Given exercise: Rescale every polygon coordinate by 2.1, rounding to whole numbers with halves going up, and reproduce the lines from the one containing "job: return the mask of every instance of the **book" through the end of the material, inclusive, keeping the requests intact. Return only those lines.

The input:

● ● ● ● ● ● ●

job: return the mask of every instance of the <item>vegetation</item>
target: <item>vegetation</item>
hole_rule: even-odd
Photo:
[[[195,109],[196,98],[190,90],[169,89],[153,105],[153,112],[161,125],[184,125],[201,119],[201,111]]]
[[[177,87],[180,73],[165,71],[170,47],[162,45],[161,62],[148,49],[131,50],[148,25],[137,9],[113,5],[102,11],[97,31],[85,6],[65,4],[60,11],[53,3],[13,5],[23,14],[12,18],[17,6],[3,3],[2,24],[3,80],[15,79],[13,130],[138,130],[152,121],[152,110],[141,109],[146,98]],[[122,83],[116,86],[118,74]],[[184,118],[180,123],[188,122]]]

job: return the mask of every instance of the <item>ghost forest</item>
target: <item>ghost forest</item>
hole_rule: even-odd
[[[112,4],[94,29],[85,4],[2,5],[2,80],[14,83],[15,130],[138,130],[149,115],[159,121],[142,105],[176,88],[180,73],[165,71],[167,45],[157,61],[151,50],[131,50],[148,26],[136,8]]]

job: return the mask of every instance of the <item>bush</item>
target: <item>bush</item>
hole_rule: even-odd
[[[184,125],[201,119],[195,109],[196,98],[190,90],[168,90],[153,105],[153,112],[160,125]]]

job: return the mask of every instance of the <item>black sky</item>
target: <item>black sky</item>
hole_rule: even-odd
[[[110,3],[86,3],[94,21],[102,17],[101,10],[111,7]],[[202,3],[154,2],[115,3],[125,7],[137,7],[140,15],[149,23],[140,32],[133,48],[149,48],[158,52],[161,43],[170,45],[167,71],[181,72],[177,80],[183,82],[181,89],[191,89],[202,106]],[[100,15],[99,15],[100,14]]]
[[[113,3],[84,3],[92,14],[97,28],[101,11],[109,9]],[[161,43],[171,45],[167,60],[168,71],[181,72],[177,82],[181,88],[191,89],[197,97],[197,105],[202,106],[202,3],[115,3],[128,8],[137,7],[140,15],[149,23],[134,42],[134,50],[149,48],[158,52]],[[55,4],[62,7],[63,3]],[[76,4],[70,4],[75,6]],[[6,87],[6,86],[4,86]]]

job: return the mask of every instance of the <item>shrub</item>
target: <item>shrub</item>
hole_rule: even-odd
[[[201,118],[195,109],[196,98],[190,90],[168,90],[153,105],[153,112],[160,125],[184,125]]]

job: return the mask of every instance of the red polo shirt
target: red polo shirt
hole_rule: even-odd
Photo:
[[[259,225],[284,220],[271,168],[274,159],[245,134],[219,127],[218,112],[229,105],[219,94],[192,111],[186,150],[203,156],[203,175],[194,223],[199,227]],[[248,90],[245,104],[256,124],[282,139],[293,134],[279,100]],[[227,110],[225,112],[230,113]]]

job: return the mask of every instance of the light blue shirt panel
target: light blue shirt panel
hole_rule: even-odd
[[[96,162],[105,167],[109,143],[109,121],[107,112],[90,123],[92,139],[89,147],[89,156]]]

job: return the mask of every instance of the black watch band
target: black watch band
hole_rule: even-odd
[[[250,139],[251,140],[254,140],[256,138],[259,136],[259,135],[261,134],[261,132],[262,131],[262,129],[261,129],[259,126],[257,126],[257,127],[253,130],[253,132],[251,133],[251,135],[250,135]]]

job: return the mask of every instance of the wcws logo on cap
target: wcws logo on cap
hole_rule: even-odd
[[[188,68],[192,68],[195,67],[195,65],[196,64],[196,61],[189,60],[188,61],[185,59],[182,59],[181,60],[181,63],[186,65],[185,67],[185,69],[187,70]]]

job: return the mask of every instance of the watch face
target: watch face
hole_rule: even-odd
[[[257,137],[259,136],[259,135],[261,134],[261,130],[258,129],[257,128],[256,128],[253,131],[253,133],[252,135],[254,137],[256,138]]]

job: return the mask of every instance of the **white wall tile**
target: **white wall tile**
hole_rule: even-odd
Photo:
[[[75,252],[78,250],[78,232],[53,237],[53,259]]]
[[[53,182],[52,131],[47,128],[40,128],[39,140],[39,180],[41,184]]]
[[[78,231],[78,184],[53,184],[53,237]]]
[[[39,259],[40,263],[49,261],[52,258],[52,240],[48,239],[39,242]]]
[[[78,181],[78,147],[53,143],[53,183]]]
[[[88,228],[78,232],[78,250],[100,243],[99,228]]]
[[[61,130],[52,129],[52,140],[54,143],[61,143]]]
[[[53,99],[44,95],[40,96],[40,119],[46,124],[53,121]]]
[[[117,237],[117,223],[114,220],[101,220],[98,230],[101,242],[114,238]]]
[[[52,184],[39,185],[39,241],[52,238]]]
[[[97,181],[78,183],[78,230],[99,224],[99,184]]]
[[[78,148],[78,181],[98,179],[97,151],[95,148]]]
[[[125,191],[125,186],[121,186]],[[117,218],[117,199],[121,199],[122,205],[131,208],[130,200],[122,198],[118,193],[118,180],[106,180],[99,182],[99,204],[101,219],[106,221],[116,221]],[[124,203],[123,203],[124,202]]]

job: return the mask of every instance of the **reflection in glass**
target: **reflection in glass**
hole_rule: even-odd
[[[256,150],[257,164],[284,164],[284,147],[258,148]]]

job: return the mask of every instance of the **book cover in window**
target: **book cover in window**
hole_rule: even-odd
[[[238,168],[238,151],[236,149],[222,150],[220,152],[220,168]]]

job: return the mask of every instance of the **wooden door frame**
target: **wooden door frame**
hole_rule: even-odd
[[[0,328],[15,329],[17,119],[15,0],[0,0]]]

● ● ● ● ● ● ●

Result:
job: return the mask of every instance of the **book cover in window**
target: **book cover in window**
hole_rule: even-odd
[[[500,353],[500,317],[496,313],[466,315],[462,319],[462,353]]]

job: return the mask of every instance of the **wooden door frame**
target: **wooden door frame**
hole_rule: even-odd
[[[0,689],[32,691],[36,250],[32,0],[0,0]]]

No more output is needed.